Set of tasks:
A – Using the Trent and Mersey Canal text, please decide whether each statement agrees with it: (i) work on the canal began in 1777; (ii) the Brindley Tunnel had no towpath; (iii) the second tunnel at Harecastle Hill was designed by Hugh Henshall. Answer yes or no for each and quote the words that settle it.
B – Answer these questions from the Trent and Mersey Canal text, one per line:
(i) How many men did it take to construct the canal?
(ii) How long was the Brindley Tunnel?
(iii) In what year did the Brindley Tunnel go out of use?

The Trent and Mersey Canal runs from Preston Brook near Runcorn to Shardlow in Derbyshire It was built by James Brindley and his brother in law Hugh Henshall.

It took 600 men eleven years to construct the canal. Work began on July 26th, 1766 when Josiah Wedgwood cut the first sod near Tunstall Bridge at Brownhills in the Chatterley Valley.

The Brindley Tunnel that took the canal through Harecastle Hill between Chatterley and Kidsgrove is a feat of civil engineering which merits World Heritage Site status in its own right.

Described as the eighth wonder of the world when it was opened, the tunnel’s historical importance has been ignored by the City of Stoke-on-Trent and the Borough of Newcastle-under-Lyme.

One of the first canal tunnels to be built, it was 2,880 yards long and nine feet wide.

Branch tunnels led to underground loading bays in collieries and mines where small boats were loaded with coal or ironstone. These tunnels which ran directly into the mine workings are the earliest known examples of true horizon mining.

Opened in 1777, the Trent and Mersey Canal was a commercial success, and it quickly became one of England’s major inland waterways.

By the beginning of the 19th century, the Brindley Tunnel could not cope with the number of narrowboats using the canal. The tunnel was too narrow to take boats going in both directions. It took about two hours for a boat to pass through the tunnel. Bottlenecks developed at Kidsgrove and Chatterley where boatmen had to wait until they were allowed to enter.

The tunnel did not have a towpath. It was a legging tunnel. Narrowboats were “legged” through the tunnel by men who lay on their backs and used their feet to “walk” along its walls.

A second tunnel, designed by Thomas Telford, was constructed between 1824 and 1827 by civil engineering contractors Pritchard & Hoof. The firm specialised in building canal tunnels. Daniel Pritchard said that except for the Brindley Tunnel the rock at Harecastle Hill “was much harder than the rock any tunnel had ever been driven in before”.

The Brindley Tunnel remained in use until 1914 when subsidence made it unsafe.

(Point-based annotation data)
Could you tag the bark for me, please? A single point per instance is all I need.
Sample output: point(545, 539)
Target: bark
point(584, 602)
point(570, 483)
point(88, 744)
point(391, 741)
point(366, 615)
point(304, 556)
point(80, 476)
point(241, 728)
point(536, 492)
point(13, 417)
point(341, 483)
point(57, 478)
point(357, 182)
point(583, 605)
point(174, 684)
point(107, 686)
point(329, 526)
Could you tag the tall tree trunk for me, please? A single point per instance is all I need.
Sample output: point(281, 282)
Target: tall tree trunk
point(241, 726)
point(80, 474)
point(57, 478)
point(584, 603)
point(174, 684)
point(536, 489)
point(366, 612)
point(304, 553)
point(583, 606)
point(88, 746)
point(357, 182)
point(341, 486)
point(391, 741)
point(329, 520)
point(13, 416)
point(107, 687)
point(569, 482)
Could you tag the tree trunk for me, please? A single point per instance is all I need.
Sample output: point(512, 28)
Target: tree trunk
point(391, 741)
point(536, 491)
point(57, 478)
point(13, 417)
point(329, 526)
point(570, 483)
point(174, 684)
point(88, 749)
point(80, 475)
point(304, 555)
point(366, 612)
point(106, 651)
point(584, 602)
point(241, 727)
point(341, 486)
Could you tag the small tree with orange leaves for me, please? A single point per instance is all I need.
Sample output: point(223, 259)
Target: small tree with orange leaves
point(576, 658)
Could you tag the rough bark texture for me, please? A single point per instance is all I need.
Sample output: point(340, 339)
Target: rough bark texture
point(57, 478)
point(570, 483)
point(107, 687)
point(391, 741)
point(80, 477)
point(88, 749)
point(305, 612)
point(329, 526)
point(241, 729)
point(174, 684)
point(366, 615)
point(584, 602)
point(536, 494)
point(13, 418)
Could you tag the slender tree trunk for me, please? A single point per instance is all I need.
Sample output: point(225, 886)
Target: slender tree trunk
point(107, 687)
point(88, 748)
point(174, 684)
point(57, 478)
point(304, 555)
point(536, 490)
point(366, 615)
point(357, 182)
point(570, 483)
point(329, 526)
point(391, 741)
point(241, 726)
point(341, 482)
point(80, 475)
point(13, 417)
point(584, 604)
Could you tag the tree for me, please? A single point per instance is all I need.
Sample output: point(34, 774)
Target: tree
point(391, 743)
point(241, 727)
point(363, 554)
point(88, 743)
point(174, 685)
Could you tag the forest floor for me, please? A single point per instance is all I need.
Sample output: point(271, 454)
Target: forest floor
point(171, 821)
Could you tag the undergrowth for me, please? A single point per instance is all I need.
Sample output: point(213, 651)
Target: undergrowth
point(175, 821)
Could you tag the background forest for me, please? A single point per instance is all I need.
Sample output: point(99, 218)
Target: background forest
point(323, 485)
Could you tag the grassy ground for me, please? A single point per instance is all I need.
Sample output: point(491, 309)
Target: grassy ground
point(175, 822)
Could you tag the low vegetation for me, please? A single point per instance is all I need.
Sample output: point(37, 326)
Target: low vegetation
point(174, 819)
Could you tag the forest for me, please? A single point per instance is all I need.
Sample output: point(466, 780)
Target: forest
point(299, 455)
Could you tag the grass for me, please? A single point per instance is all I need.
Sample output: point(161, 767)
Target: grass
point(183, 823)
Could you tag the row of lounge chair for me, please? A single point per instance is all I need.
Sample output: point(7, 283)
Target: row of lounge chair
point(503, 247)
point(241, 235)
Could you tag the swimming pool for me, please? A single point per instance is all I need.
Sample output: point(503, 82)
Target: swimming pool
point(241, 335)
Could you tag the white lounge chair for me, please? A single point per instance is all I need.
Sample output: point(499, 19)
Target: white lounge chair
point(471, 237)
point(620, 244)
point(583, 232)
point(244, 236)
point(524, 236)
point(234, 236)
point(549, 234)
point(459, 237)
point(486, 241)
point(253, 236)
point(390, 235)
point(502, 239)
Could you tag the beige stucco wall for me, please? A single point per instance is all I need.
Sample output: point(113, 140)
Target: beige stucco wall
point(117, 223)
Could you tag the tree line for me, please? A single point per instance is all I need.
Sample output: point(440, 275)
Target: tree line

Written answers:
A –
(i) No: "Work began on July 26th, 1766"
(ii) Yes: "The tunnel did not have a towpath."
(iii) No: "A second tunnel, designed by Thomas Telford"

B –
(i) 600
(ii) 2,880 yards
(iii) 1914